----- Page extract

This is one of countless examples in Matthew Crawford’s new book, The World Beyond Your Head, of the ways in which every last available scrap of our attention is gobbled up these days with ever-increasing efficiency, usually in an attempt to sell us things. He recounts trips through airports involving the relentless chatter of CNN in the departure lounge, ads on escalator handrails and even in the trays at the security checkpoint – culminating in one instance at a hotel where, sure enough, some bright spark had found space on the plastic key cards to squeeze in another ad.
There’s nothing new in the claim that we’re living through a crisis of attention, characterized by distraction, shrinking attention spans and an inability to resist checking your iPhone while eating dinner, crossing the road or having sex. (It sometimes feels as if all the articles and books bemoaning the situation do more to contribute to information overload than to alleviate it.) But Crawford makes the crucial point that this is a political problem.
It’s not merely that technology enables a myriad new stimuli, which we need self-discipline to master; rather, it’s that the creators of smartphones, social networks designed to hook us, the firms buying ads on escalator handrails and media organizations desperate for your clicks and shares are all helping themselves to something that’s ours – the limited resource of our attention – to try to turn a profit.
Crawford’s single most important idea may be that of an “attentional commons”:
There are some resources that we hold in common, such as the air we breathe and the water we drink. We take them for granted, but their widespread availability makes everything else we do possible… That is why we have regulations in place to protect these common resources. We recognize their importance and their fragility.
What if we thought of attention as something similar: a collective resource, on which everything else depends? And that, when commercial interests exploit our attention on an industrial scale, what’s happening is essentially a transfer of wealth from public to private, no less than if they dumped toxic chemicals in a reservoir?
You can, of course, defend against incursions on your attention by wearing earphones, reading a gripping book, moving to the mountains, staying home, or in some other way avoiding the public spaces where threats to your attention are greatest. But escaping from the attention-colonizers in these ways comes at a cost: the loss of a social existence in which we’re not bombarded by efforts to grab attention. “An airport lounge,” Crawford writes, “once felt rich with possibilities for spontaneous encounters. Even if we did not converse, our attention was free to alight upon one another and linger, or not. We encountered one another in person, even if in silence.”

----------
----- Data excerpts

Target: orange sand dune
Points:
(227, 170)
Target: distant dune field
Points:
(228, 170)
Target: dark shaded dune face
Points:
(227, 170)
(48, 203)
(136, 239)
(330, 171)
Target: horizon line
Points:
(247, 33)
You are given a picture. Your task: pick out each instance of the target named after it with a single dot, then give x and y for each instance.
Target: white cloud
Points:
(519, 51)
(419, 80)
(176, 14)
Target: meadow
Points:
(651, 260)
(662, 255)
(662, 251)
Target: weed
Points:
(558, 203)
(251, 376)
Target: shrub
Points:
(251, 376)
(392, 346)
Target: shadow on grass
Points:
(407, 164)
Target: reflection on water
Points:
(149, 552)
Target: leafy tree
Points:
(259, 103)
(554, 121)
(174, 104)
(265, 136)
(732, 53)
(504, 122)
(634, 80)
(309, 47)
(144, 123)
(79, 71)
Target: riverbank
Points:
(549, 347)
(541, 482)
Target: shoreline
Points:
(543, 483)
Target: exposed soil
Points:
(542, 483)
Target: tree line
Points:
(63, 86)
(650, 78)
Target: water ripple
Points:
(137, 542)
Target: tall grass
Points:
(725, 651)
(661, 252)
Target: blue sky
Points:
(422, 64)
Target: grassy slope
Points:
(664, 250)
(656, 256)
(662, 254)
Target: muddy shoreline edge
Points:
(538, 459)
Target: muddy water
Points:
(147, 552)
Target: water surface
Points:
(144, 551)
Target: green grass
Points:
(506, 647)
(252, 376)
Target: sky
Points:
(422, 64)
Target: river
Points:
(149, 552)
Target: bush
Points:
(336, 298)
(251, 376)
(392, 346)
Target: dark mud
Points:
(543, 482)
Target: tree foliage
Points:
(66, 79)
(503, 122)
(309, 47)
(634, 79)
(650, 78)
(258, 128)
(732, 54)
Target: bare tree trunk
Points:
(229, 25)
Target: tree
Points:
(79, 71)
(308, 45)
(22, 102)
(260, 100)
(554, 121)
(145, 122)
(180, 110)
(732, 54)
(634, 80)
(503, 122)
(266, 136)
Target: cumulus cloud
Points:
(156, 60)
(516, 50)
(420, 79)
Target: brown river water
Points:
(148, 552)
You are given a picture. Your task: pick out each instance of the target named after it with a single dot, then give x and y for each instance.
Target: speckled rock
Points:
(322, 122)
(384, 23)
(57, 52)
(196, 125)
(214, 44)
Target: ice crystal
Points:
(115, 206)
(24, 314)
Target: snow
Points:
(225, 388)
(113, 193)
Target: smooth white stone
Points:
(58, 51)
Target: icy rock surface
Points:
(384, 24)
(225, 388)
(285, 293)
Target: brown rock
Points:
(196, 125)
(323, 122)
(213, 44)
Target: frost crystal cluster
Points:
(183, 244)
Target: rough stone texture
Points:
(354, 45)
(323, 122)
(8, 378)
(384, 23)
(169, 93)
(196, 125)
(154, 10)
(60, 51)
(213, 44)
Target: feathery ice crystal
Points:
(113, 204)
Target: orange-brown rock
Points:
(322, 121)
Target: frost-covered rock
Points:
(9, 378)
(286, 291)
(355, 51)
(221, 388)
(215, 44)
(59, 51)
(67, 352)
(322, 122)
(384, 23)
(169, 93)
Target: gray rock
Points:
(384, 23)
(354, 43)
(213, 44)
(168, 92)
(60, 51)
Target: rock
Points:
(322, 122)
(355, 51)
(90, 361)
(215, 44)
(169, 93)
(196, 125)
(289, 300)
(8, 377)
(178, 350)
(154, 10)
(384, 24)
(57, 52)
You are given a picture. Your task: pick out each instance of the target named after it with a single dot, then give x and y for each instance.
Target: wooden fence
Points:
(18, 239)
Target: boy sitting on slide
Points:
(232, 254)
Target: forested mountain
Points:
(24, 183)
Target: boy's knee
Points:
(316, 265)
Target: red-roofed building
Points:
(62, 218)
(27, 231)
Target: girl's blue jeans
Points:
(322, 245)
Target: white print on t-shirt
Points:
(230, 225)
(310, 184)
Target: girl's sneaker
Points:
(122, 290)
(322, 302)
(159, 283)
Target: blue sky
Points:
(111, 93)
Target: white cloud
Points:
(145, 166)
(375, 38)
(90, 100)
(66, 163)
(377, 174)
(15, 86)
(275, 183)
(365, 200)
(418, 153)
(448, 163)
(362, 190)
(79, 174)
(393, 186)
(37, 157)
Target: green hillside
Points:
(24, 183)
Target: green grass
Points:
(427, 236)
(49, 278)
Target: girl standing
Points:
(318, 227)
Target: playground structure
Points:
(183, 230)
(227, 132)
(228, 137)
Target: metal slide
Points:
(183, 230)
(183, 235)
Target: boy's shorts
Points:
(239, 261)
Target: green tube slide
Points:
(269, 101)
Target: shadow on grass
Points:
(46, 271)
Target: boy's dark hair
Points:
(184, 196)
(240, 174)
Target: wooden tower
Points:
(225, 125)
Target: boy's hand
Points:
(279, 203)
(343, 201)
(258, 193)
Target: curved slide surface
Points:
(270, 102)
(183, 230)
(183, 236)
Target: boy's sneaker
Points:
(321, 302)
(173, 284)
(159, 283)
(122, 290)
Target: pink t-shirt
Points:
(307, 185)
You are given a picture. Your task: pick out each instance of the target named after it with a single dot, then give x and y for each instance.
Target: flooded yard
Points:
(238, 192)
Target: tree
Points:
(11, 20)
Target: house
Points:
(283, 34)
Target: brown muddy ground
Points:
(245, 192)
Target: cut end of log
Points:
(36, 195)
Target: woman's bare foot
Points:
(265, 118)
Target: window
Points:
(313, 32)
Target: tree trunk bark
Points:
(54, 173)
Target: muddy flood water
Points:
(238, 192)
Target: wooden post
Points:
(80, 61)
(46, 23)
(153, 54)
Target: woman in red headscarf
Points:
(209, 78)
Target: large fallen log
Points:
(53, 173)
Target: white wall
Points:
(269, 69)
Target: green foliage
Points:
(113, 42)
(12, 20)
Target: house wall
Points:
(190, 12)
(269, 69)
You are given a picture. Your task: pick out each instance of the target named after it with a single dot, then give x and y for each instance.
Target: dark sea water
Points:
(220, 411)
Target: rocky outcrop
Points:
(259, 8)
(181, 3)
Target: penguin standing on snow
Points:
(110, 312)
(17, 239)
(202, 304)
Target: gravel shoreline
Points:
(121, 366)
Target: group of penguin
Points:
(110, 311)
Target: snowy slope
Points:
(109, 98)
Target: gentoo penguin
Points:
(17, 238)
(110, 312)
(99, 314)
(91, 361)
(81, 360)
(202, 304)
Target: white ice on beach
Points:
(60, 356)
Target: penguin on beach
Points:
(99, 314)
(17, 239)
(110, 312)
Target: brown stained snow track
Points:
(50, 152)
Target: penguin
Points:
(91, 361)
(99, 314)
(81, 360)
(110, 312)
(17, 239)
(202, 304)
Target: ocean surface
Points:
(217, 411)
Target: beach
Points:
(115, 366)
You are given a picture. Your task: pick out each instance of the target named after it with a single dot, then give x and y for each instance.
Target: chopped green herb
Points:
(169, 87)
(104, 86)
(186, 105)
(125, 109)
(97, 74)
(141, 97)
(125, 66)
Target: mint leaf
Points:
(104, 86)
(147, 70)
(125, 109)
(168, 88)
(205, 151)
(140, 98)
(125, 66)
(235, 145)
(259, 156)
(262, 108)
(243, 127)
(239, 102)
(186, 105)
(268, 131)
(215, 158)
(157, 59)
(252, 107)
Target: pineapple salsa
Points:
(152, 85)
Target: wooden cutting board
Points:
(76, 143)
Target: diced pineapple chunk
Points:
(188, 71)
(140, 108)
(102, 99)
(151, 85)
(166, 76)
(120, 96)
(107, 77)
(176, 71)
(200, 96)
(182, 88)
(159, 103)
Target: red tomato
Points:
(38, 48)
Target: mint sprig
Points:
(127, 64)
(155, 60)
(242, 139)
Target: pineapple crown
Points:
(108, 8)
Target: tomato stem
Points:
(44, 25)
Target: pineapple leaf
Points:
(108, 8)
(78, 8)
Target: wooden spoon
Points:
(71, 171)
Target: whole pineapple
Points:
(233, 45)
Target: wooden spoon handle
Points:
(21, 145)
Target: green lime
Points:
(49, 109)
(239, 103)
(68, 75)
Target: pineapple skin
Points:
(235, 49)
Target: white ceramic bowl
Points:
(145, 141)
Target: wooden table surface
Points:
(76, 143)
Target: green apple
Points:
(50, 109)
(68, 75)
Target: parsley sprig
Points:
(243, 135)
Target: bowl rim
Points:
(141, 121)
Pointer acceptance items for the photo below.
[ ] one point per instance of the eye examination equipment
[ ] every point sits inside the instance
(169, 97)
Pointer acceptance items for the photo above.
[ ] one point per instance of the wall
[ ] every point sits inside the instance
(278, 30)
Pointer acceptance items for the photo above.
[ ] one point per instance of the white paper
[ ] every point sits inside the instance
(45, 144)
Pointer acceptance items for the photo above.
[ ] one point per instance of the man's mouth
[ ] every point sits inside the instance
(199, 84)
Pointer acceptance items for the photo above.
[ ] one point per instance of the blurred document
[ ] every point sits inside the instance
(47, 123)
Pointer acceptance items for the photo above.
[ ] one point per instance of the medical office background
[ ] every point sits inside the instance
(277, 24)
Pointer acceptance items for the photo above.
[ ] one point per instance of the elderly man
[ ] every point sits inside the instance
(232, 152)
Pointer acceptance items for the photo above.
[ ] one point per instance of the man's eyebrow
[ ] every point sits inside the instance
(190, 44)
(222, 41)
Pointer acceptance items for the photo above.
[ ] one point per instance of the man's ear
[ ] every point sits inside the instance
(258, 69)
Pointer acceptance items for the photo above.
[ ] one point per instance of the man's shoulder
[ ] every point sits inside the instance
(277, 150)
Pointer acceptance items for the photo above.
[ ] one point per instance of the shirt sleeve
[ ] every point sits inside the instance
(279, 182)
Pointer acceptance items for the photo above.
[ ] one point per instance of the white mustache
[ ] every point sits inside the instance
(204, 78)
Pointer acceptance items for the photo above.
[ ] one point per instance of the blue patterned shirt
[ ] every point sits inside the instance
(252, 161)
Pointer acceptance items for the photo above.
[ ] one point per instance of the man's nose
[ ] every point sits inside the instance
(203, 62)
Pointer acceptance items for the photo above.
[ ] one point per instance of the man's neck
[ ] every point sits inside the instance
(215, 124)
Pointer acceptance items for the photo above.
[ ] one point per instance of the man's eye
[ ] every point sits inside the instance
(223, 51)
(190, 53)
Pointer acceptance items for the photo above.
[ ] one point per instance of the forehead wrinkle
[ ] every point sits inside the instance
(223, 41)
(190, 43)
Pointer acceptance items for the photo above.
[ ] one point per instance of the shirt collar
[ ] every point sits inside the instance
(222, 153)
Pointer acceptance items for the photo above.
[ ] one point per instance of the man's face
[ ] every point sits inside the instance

----------

__Work to complete__
1 – Answer these from the article on Crawford's book:
(a) What is the title of Crawford's new book?
(b) On what hotel item had someone found space for another ad?
(c) Which two common resources does the quoted passage about an "attentional commons" name?
2 – List every way of defending against incursions on your attention that the article on Crawford's book names.
3 – Write the next part of the article on Crawford's book, starting after its final sentence.
The lines above are separate material with no connection to the article on Crawford's book.

__Expected responses__
1 –
(a) The World Beyond Your Head
(b) The plastic key cards
(c) The air we breathe and the water we drink

2 –
- Wearing earphones
- Reading a gripping book
- Moving to the mountains
- Staying home
- Avoiding the public spaces where threats to your attention are greatest

3 –
These days, the easiest way to get this kind of silence is to be wealthy: in the airport business lounge, there’s no piped CNN, just the clink of glasses as your free drinks are mixed. In a world in which attention has been monetized, you must pay up if you want to be able to hear yourself think. And what are those people in the business lounge thinking about? Why, in some cases, anyway, it’s how to monetize other people’s attention. “Consider that it is those in the business lounge who make the decisions that determine the character of the peon lounge,” Crawford notes, “and we may start to see these things in a political light.”
Perhaps the most troubling implication of all this is what it suggests about human freedom. A central assumption of liberalism is that we’re free to ignore messages we don’t like; that’s why freedom of speech involves a right to offend but no right not to be offended. Yet what if, as a matter of empirical psychology, attention doesn’t work like that?
Our brains are built to attend to fast-changing aspects of our visual field, more than those that change slowly – so there’s a real sense in which the TV screens at the airport command our attention, instead of simply suggesting something we might like to do with it. As Natasha Dow Schull shows in her terrifying study of Las Vegas slot machines, Addiction By Design, the gambling industry likes to defend itself by appealing to the idea that people are free to play its machines or not – all the while designing devices explicitly calibrated to try to rob them of that choice.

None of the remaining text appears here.